### Data listing
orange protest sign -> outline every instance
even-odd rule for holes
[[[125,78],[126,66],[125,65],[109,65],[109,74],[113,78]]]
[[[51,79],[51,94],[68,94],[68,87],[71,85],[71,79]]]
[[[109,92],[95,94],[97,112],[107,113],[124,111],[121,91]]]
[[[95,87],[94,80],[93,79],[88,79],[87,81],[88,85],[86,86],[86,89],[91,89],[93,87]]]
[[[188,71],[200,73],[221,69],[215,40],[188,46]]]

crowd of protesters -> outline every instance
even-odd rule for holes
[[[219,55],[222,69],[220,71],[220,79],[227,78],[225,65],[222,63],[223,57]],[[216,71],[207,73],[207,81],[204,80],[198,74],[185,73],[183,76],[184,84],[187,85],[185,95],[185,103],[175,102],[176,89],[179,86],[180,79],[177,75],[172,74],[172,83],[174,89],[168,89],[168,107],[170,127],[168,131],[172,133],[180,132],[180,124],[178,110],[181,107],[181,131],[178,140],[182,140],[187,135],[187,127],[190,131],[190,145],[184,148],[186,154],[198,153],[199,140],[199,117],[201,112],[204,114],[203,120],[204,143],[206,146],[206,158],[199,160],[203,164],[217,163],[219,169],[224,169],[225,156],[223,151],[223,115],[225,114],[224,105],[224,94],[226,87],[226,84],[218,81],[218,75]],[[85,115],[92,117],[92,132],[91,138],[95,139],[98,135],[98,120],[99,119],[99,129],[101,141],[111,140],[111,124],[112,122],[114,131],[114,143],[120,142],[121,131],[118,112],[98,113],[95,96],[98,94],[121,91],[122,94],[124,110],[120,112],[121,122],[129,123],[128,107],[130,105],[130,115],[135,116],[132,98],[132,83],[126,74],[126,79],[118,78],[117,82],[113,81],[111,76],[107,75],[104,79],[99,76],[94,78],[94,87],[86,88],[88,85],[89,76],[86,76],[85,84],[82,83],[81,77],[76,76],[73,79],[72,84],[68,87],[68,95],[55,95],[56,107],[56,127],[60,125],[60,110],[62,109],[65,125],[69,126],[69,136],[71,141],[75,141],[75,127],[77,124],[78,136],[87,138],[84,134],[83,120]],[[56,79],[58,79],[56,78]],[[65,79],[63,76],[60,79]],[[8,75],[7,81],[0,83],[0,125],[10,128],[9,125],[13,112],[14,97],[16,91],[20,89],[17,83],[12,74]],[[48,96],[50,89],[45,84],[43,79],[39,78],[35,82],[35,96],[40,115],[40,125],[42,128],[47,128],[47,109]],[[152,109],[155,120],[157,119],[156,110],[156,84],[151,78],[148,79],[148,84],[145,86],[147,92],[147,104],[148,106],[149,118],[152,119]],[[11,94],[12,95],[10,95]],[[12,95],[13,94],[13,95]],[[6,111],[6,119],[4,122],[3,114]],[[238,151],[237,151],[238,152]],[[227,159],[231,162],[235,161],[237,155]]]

### What you are asked to do
Recast every line of the records above as a Markdown table with two columns, Row and Content, where Row is the line's number and Content is its text, and leave out blank lines.

### Solution for this task
| Row | Content |
|---|---|
| 1 | orange protest sign -> outline every instance |
| 2 | even-odd rule for holes |
| 3 | [[[125,78],[126,66],[125,65],[109,65],[109,74],[113,78]]] |
| 4 | [[[51,79],[51,94],[68,94],[68,87],[71,85],[71,79]]] |
| 5 | [[[109,92],[95,94],[97,112],[107,113],[124,111],[121,91]]] |
| 6 | [[[95,87],[94,80],[93,79],[88,79],[87,81],[88,85],[86,86],[86,89],[91,89],[93,87]]] |
| 7 | [[[188,71],[200,73],[221,69],[215,40],[188,46]]] |
| 8 | crowd of protesters -> outline every instance |
| 9 | even-odd rule for holes |
| 10 | [[[219,55],[222,69],[220,71],[220,79],[227,78],[225,65],[222,63],[223,57]],[[216,71],[207,73],[207,81],[204,80],[198,74],[185,73],[183,76],[184,84],[187,85],[185,95],[185,103],[175,102],[176,89],[179,86],[180,79],[177,75],[172,74],[172,83],[174,89],[168,89],[168,107],[170,127],[168,131],[172,133],[180,132],[180,124],[178,110],[181,107],[181,131],[178,140],[182,140],[187,135],[187,127],[190,131],[190,145],[184,148],[186,154],[198,153],[199,140],[199,117],[201,112],[204,114],[203,120],[204,143],[206,146],[206,158],[199,160],[203,164],[217,163],[219,169],[224,169],[225,156],[223,151],[223,115],[225,114],[224,105],[224,94],[226,87],[226,84],[218,81],[218,75]],[[85,115],[92,117],[92,132],[91,138],[95,139],[98,135],[98,120],[99,119],[99,129],[101,141],[111,140],[111,124],[112,122],[114,131],[114,143],[120,142],[121,131],[118,112],[98,113],[95,96],[98,94],[121,91],[122,94],[124,110],[120,112],[121,122],[129,123],[128,107],[130,105],[130,115],[135,116],[132,98],[132,83],[126,74],[126,79],[118,78],[117,82],[113,81],[111,76],[107,75],[104,79],[99,76],[94,78],[94,87],[86,88],[88,85],[89,76],[86,76],[85,84],[82,83],[81,77],[76,76],[73,79],[72,84],[68,87],[68,95],[55,95],[56,107],[56,127],[60,125],[60,110],[62,109],[65,125],[69,126],[69,136],[71,141],[75,141],[75,127],[77,124],[78,136],[87,138],[84,134],[83,120]],[[56,79],[58,79],[56,78]],[[65,79],[63,76],[60,79]],[[8,75],[7,81],[0,83],[0,125],[10,128],[9,125],[13,112],[14,97],[16,91],[20,89],[17,83],[12,74]],[[48,96],[50,89],[45,84],[43,79],[39,78],[35,82],[35,96],[40,115],[40,125],[42,128],[47,128],[47,109]],[[152,109],[155,120],[157,119],[156,110],[156,84],[151,78],[148,79],[148,84],[145,86],[147,92],[147,104],[148,106],[149,118],[152,119]],[[11,94],[12,95],[10,95]],[[12,95],[13,94],[13,95]],[[6,111],[6,119],[4,122],[3,114]],[[238,151],[237,151],[238,152]],[[227,159],[231,162],[235,161],[237,155]]] |